◆ **Problem description**
How many lines of the records below contain the string "waterfront", matching case? Reply with the number alone.

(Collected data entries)
________
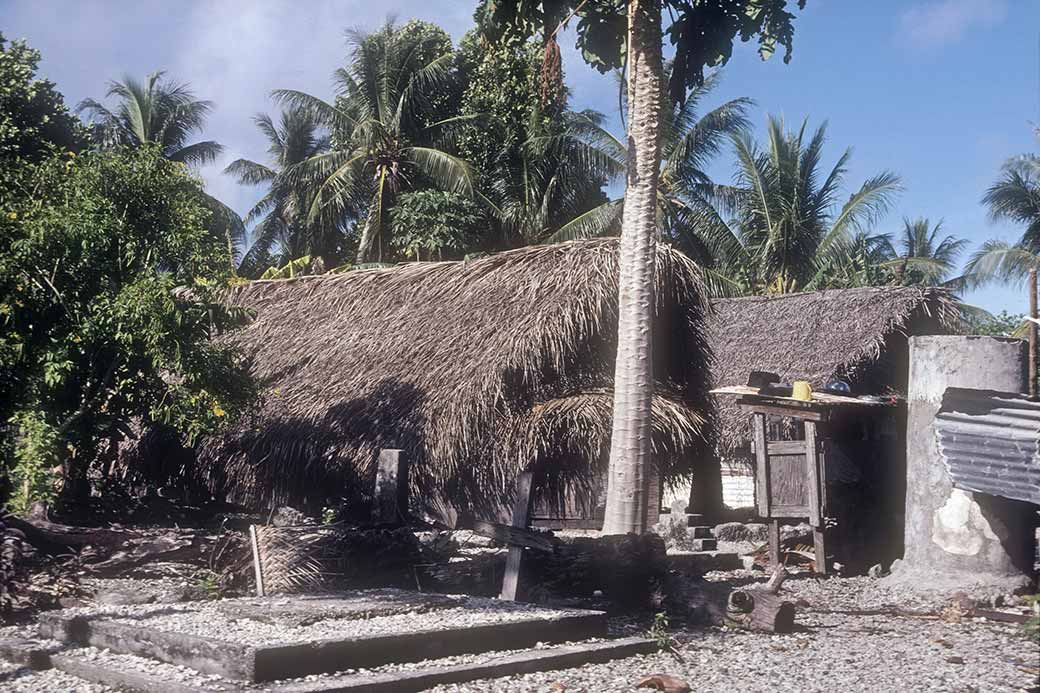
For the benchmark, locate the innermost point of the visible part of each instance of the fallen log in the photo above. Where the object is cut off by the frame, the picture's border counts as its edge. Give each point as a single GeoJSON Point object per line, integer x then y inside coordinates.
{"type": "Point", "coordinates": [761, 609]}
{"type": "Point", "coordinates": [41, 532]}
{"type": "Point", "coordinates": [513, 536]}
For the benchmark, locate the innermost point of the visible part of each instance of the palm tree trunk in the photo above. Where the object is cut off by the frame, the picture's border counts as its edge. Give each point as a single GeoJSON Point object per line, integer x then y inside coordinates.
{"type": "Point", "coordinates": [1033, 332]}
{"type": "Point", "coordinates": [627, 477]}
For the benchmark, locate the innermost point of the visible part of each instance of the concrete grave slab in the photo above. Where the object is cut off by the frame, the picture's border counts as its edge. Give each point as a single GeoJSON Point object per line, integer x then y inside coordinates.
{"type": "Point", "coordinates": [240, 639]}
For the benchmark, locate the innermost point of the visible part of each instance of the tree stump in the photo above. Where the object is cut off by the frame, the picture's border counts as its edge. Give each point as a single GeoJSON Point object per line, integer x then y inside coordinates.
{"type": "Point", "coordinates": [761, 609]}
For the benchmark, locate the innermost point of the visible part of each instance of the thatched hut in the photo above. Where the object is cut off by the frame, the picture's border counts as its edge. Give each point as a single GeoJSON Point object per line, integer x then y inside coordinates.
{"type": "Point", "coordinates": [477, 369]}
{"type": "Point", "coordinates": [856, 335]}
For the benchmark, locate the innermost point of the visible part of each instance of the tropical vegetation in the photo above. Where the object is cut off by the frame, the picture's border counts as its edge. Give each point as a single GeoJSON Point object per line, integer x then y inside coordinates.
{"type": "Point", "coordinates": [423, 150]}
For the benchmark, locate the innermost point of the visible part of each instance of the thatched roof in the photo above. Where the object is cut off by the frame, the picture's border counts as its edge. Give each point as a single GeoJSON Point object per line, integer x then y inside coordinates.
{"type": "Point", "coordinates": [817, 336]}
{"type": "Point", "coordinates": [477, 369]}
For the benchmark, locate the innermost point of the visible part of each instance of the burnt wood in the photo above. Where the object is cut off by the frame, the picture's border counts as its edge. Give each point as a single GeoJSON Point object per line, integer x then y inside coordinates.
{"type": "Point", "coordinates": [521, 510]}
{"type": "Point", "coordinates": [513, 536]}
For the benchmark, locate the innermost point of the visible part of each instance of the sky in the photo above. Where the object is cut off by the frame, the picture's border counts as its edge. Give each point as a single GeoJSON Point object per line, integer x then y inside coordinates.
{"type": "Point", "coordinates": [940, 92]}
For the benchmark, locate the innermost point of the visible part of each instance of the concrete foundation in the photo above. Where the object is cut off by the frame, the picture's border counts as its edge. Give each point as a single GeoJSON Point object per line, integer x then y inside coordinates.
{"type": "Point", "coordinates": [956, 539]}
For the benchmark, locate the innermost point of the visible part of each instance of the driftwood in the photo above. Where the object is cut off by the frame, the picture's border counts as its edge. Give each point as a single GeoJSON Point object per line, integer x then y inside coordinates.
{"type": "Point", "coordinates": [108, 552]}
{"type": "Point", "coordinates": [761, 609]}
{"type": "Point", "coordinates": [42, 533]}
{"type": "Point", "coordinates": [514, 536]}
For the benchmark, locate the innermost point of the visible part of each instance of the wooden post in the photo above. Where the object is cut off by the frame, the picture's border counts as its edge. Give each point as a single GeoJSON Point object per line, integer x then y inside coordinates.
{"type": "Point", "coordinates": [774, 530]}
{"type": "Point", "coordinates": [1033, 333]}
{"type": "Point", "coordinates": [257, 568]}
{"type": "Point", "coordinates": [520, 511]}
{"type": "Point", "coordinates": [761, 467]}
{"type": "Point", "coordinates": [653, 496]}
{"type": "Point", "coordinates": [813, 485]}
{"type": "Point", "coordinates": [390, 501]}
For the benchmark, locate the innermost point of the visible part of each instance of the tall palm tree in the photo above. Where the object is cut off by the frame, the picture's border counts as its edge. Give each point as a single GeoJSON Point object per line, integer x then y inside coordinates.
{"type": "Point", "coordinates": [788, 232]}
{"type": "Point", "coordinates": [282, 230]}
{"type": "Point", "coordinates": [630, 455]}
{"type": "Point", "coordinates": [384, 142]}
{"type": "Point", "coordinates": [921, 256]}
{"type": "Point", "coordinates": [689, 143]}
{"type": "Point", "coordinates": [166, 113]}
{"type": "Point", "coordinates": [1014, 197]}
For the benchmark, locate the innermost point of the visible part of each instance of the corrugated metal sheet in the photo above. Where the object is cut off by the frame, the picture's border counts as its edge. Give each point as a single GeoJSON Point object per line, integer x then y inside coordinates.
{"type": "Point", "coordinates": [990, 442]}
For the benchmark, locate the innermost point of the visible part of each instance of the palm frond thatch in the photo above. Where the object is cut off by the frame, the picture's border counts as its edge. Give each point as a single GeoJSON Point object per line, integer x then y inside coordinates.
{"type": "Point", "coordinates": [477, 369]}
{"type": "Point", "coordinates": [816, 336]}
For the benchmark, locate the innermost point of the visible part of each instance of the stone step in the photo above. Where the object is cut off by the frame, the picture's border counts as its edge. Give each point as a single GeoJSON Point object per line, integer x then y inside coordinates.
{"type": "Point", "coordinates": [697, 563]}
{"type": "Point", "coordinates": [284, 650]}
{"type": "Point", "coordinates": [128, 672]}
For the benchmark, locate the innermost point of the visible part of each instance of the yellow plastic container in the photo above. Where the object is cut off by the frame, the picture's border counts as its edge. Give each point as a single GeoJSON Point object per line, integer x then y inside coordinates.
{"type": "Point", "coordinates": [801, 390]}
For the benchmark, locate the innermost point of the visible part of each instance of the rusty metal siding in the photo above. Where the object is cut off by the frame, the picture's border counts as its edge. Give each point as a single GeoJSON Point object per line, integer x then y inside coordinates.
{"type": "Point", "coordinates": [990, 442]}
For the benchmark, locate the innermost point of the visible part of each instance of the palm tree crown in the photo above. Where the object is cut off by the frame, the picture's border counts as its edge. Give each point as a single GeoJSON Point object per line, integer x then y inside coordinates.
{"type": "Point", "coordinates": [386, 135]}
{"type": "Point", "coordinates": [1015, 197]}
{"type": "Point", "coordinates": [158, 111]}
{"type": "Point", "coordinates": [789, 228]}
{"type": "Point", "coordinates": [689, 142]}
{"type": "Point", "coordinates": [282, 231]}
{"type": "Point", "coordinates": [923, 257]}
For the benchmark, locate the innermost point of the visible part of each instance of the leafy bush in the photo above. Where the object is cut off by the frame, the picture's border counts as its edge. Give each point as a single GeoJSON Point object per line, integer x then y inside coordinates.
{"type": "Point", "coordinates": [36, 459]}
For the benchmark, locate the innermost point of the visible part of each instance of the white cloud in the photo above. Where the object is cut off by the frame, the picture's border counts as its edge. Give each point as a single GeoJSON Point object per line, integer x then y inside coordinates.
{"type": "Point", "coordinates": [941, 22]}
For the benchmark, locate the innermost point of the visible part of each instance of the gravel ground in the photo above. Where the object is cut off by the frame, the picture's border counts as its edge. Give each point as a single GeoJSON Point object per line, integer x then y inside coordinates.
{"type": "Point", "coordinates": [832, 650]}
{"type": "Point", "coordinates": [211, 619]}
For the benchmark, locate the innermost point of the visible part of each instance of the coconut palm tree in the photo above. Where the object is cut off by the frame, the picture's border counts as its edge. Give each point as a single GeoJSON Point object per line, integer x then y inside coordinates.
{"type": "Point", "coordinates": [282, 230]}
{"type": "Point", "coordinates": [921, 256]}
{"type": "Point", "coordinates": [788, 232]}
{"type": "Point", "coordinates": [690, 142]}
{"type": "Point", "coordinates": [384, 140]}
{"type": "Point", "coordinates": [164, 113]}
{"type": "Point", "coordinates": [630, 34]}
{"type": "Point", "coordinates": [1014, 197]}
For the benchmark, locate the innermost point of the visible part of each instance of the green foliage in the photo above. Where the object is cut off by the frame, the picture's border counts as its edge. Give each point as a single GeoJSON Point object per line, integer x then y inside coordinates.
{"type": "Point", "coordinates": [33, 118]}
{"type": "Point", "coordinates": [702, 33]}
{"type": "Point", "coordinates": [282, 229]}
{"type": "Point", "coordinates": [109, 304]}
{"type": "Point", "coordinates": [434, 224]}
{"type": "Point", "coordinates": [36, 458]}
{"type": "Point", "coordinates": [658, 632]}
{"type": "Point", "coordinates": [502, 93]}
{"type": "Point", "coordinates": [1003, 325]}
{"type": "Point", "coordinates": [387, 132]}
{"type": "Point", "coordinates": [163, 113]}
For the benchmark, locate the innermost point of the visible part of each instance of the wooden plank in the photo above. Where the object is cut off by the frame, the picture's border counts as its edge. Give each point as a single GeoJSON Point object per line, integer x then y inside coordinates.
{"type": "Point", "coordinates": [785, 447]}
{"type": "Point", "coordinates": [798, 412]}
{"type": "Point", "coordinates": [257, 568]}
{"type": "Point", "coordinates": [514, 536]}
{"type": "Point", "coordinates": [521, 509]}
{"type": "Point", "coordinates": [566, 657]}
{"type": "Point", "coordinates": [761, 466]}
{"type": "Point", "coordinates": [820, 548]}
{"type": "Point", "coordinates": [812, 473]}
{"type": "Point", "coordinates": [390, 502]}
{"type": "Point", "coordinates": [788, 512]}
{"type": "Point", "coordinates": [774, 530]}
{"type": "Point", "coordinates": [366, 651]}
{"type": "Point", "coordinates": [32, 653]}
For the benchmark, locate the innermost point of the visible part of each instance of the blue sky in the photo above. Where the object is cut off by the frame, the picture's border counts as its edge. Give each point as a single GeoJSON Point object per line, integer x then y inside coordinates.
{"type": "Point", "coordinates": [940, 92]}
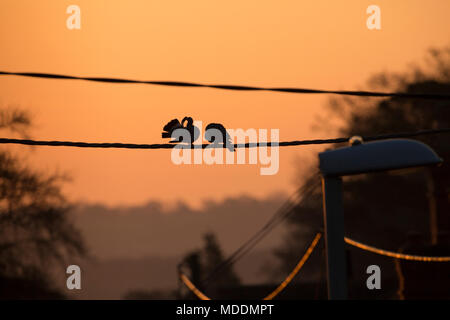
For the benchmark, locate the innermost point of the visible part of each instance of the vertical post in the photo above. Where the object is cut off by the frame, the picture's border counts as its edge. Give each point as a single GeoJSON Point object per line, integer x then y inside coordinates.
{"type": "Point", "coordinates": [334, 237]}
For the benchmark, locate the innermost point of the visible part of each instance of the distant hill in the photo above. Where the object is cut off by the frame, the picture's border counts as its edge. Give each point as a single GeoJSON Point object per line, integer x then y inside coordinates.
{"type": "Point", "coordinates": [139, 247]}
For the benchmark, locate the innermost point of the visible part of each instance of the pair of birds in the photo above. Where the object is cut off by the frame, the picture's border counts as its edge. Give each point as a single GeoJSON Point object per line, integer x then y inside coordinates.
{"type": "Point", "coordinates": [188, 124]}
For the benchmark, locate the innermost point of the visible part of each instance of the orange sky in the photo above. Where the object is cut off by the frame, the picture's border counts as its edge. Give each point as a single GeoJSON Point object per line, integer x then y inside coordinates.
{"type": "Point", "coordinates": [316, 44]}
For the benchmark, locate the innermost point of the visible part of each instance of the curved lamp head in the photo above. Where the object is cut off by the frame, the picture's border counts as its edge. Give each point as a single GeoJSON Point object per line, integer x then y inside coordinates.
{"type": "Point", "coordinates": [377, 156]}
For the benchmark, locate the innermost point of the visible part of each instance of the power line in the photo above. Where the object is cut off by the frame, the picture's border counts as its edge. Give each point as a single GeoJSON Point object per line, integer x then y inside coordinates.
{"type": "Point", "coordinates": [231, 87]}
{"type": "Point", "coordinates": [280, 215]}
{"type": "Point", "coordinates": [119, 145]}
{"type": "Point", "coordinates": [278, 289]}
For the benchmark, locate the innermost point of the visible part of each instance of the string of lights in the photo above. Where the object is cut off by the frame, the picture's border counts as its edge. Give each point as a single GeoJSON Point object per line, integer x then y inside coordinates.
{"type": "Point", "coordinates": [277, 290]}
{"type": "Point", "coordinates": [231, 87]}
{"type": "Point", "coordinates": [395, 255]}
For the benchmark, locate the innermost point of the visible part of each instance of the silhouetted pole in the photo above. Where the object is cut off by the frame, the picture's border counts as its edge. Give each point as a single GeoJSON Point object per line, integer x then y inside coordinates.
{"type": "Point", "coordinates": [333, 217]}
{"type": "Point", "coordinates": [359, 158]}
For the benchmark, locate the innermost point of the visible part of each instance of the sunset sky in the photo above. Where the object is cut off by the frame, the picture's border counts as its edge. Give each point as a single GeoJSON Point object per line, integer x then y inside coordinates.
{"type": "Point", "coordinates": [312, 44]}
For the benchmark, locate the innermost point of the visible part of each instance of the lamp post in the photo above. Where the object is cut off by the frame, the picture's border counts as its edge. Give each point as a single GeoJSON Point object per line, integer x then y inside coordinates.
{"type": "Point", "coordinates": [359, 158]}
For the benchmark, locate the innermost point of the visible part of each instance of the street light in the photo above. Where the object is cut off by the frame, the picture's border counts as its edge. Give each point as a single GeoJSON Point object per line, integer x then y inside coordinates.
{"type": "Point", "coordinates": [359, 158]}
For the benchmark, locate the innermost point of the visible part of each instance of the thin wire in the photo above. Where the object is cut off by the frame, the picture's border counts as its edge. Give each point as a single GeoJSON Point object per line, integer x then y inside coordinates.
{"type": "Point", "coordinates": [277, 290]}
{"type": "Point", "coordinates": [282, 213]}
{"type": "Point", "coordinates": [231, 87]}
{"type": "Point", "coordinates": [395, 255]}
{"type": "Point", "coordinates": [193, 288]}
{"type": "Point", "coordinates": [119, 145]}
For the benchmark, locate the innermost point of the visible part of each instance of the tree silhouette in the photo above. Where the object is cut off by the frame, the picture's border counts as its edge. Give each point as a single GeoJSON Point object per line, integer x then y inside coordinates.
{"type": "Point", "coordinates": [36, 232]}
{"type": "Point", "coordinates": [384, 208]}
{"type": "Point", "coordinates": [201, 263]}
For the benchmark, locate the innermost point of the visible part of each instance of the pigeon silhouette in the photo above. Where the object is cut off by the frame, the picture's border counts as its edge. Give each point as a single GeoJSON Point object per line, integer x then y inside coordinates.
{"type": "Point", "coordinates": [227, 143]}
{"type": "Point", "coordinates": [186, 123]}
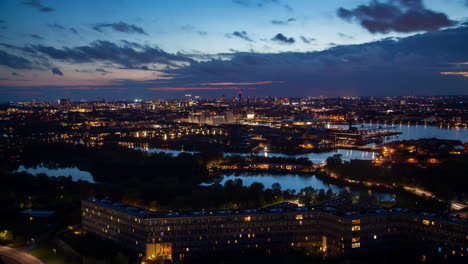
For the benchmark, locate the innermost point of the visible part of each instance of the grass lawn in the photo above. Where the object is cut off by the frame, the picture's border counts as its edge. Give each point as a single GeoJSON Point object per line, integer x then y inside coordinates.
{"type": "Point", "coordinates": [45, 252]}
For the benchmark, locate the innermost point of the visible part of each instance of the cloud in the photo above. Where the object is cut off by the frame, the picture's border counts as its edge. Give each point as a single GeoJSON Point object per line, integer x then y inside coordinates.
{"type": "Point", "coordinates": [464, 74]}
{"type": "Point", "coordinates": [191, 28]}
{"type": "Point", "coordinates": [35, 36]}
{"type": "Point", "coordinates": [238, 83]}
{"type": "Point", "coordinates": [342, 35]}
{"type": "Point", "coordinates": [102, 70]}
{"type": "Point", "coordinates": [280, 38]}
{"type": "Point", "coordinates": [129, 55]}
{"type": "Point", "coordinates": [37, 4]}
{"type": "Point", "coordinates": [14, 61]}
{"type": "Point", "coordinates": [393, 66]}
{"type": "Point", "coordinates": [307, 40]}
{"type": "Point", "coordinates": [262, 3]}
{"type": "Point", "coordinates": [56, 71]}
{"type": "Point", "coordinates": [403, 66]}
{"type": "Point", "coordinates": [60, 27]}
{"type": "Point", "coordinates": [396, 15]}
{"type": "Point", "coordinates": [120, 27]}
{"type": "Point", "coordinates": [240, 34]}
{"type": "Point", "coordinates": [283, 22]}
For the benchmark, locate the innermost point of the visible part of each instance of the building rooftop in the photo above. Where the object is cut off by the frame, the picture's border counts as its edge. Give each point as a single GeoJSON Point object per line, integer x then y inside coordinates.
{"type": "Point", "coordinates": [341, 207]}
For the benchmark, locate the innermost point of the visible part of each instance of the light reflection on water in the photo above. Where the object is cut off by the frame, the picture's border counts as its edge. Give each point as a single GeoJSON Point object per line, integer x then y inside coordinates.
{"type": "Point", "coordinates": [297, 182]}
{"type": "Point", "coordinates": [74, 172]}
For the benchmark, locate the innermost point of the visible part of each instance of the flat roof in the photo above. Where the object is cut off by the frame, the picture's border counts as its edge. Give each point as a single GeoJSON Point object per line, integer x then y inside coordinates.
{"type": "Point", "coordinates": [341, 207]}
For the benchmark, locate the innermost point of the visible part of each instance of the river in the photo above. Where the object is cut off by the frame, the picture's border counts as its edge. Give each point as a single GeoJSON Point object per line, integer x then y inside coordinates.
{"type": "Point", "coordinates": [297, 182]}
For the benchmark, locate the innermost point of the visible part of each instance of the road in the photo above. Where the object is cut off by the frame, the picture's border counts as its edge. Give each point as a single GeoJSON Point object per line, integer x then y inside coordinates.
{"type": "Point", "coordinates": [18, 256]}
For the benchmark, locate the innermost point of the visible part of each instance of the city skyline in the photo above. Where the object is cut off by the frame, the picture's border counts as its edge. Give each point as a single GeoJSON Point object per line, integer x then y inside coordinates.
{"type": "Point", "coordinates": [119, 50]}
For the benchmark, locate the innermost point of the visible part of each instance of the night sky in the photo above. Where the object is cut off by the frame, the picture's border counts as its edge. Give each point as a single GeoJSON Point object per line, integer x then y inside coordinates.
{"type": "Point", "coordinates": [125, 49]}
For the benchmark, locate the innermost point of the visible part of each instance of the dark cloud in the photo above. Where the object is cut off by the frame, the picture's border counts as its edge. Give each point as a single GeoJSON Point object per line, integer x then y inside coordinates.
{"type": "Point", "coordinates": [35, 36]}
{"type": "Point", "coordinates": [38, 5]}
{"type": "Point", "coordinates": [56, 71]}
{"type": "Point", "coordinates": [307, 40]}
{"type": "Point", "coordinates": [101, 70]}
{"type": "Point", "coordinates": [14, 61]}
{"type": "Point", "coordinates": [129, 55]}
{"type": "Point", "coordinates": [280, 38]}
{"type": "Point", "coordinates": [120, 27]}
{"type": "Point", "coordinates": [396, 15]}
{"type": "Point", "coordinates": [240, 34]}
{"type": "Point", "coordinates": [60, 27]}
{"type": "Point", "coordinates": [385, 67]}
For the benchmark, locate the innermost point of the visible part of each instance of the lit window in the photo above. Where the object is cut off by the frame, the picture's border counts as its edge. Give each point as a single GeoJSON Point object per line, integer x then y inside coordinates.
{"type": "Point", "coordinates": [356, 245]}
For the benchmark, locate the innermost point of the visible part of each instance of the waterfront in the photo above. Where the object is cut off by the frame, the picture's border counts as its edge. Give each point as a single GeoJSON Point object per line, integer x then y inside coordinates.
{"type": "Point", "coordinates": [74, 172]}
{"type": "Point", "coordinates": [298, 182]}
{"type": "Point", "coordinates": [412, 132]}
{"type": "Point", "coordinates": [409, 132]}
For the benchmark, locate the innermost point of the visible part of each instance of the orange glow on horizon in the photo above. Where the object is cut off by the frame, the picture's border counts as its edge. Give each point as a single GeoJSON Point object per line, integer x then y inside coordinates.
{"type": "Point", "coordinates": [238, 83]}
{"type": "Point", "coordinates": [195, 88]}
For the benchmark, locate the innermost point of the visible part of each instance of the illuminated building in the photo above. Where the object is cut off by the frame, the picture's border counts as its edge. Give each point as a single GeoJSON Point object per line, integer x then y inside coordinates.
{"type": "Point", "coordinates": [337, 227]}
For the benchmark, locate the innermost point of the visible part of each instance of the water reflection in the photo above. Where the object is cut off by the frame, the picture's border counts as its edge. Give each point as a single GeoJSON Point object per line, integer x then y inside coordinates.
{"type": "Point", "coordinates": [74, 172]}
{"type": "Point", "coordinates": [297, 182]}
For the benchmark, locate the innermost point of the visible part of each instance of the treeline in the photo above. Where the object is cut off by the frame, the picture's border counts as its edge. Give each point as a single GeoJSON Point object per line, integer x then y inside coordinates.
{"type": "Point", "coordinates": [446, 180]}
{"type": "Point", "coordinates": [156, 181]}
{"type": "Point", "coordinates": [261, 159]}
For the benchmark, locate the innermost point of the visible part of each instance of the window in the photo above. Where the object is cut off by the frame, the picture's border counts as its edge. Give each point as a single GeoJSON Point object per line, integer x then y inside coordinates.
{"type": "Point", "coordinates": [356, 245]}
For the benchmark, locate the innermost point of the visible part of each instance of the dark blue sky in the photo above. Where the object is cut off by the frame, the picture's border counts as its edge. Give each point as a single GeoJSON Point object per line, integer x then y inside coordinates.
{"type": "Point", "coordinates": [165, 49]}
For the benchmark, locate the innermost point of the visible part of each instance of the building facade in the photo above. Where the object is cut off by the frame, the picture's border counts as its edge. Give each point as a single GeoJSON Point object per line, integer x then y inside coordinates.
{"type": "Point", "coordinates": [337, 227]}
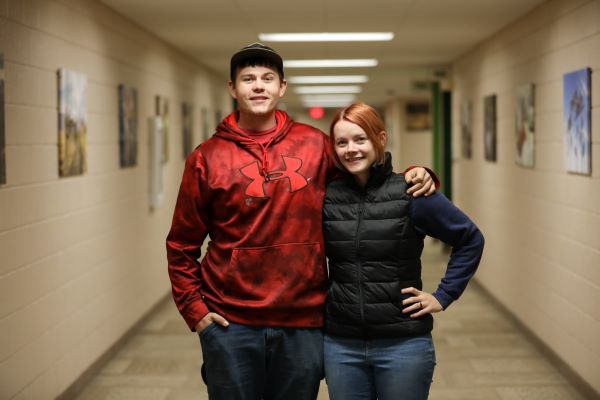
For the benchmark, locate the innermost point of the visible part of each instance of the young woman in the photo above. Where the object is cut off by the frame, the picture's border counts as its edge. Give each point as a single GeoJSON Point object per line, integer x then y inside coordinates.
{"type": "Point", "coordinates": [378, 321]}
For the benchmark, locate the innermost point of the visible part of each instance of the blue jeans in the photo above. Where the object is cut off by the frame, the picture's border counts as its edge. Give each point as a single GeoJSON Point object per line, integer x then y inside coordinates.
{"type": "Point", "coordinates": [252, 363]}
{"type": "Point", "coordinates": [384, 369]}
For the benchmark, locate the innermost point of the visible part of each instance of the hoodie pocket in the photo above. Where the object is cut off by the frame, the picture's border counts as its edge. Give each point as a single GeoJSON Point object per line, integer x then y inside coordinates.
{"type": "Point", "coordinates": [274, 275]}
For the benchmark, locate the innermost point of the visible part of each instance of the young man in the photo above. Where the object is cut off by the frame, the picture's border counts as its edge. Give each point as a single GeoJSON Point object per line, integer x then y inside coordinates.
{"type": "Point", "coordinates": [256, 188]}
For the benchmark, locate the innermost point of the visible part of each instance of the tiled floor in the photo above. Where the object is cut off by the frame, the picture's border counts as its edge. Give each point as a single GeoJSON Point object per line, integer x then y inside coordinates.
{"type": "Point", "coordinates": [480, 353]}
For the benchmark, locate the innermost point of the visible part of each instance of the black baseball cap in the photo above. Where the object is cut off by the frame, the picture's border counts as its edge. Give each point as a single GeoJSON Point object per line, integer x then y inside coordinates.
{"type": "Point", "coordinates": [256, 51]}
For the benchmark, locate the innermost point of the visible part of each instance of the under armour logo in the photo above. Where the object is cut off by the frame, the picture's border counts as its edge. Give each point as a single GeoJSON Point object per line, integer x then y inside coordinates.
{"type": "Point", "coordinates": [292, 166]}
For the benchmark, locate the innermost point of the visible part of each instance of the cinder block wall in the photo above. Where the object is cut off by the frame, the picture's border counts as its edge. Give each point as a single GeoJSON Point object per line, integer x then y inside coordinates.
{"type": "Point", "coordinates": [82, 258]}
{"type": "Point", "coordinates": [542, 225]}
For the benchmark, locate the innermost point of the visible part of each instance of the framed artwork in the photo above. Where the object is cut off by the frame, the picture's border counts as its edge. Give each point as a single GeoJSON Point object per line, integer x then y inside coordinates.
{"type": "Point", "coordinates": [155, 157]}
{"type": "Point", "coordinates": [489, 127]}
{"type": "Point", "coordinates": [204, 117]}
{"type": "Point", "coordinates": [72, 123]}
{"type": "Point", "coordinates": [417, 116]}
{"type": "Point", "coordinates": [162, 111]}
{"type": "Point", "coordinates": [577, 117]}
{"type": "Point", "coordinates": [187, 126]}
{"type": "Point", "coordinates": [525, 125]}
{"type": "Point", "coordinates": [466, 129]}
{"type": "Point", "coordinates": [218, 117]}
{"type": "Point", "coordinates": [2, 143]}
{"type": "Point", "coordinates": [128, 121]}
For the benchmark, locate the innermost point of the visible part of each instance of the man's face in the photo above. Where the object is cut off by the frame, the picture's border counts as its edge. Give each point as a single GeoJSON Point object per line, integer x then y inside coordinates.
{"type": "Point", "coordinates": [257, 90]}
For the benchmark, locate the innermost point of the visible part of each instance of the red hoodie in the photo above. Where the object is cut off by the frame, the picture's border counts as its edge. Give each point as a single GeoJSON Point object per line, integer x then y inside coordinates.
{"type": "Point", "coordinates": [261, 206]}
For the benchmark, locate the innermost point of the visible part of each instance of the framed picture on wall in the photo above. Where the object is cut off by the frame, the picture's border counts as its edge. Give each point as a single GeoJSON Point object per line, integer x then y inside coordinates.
________
◆ **Response**
1